Excerpts from location labeling data
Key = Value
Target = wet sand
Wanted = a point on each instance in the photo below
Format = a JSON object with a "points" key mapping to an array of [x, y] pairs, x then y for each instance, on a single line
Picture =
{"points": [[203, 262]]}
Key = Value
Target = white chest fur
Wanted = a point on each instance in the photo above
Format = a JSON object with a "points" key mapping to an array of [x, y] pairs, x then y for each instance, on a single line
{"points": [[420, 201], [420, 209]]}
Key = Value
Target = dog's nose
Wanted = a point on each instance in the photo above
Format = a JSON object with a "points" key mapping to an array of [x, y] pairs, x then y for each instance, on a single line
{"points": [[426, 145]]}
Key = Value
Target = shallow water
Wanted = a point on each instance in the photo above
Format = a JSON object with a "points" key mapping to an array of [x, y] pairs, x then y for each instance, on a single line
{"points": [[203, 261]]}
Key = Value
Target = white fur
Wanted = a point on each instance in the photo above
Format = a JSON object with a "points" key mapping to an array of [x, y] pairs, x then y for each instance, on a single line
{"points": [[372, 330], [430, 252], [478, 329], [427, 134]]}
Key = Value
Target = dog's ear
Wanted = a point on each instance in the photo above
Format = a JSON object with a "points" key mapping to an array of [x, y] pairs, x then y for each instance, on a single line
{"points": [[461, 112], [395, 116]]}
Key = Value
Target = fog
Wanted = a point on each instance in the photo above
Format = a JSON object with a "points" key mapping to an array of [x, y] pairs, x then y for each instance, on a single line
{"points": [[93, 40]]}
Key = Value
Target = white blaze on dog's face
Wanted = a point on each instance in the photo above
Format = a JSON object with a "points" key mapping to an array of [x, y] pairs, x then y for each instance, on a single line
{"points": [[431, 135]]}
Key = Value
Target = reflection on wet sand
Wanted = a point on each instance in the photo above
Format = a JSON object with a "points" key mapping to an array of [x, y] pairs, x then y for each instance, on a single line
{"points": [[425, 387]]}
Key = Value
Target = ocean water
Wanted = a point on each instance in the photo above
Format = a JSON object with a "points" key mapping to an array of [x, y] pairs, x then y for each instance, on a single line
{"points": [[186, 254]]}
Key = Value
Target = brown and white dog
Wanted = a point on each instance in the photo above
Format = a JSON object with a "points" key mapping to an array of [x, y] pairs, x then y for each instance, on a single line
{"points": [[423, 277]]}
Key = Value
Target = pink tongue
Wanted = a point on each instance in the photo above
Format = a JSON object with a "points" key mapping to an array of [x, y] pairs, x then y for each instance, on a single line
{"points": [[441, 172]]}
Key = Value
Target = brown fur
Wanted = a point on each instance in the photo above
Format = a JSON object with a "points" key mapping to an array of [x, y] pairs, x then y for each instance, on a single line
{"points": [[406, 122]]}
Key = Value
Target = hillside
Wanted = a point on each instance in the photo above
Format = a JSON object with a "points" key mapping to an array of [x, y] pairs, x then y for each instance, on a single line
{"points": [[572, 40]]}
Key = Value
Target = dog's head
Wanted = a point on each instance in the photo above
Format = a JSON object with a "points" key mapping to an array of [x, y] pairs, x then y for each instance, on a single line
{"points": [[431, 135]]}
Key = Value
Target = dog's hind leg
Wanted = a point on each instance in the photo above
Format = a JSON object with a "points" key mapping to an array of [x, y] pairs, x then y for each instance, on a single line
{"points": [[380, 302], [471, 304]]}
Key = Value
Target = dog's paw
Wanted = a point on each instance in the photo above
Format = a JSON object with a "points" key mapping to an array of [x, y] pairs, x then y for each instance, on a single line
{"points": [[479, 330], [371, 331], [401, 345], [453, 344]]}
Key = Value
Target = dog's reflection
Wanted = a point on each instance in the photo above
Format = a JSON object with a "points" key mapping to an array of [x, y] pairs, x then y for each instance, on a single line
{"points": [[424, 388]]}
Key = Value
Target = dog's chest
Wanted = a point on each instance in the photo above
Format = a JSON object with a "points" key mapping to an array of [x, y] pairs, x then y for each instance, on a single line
--
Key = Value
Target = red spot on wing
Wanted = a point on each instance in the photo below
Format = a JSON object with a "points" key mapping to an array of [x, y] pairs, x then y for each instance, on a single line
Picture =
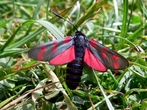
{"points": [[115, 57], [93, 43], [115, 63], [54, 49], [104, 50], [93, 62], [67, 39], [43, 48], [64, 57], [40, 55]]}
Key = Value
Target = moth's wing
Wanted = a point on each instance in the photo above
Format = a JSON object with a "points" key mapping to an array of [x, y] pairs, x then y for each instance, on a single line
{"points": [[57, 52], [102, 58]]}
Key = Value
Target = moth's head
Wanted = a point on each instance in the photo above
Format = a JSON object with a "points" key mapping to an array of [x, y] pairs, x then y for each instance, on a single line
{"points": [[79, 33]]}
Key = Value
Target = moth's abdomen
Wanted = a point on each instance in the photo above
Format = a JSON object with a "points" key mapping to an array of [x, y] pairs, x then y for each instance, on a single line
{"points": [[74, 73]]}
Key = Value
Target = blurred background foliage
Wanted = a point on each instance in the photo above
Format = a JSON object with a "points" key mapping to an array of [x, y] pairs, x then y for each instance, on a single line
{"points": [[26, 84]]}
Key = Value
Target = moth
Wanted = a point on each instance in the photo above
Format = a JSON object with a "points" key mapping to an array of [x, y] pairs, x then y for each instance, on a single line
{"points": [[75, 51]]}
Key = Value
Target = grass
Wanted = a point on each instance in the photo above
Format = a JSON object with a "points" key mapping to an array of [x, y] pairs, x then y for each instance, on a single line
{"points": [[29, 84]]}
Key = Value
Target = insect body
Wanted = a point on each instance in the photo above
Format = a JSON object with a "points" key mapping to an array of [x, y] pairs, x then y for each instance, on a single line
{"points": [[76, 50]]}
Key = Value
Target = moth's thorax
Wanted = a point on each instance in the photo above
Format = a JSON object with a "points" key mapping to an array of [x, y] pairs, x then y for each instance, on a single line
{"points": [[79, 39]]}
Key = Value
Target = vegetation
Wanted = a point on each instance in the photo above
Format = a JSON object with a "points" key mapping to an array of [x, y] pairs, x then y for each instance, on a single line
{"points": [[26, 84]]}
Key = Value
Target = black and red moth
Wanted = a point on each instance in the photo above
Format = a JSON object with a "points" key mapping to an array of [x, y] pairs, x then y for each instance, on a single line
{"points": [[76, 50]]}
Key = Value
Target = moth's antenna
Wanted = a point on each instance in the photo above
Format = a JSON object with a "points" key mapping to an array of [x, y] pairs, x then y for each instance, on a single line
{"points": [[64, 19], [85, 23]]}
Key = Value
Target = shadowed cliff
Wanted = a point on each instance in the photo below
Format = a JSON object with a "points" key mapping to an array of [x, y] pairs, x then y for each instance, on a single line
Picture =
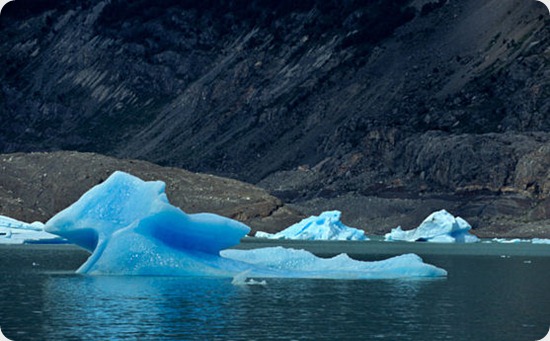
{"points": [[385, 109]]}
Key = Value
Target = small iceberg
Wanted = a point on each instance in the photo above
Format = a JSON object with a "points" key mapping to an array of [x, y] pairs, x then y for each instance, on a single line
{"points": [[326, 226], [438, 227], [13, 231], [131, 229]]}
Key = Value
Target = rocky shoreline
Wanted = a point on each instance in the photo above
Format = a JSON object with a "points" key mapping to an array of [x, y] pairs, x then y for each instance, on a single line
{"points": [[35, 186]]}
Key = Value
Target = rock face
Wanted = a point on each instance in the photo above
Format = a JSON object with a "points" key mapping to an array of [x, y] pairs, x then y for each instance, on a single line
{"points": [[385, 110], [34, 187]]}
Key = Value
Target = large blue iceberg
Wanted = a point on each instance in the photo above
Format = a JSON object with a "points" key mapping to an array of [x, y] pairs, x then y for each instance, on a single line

● GIVEN INSTRUCTION:
Which lines in the records above contain the word "sand"? Copy each of them, treating case as significant.

● ANSWER TO THE EXERCISE:
Target = wet sand
Target = reflection on wet sand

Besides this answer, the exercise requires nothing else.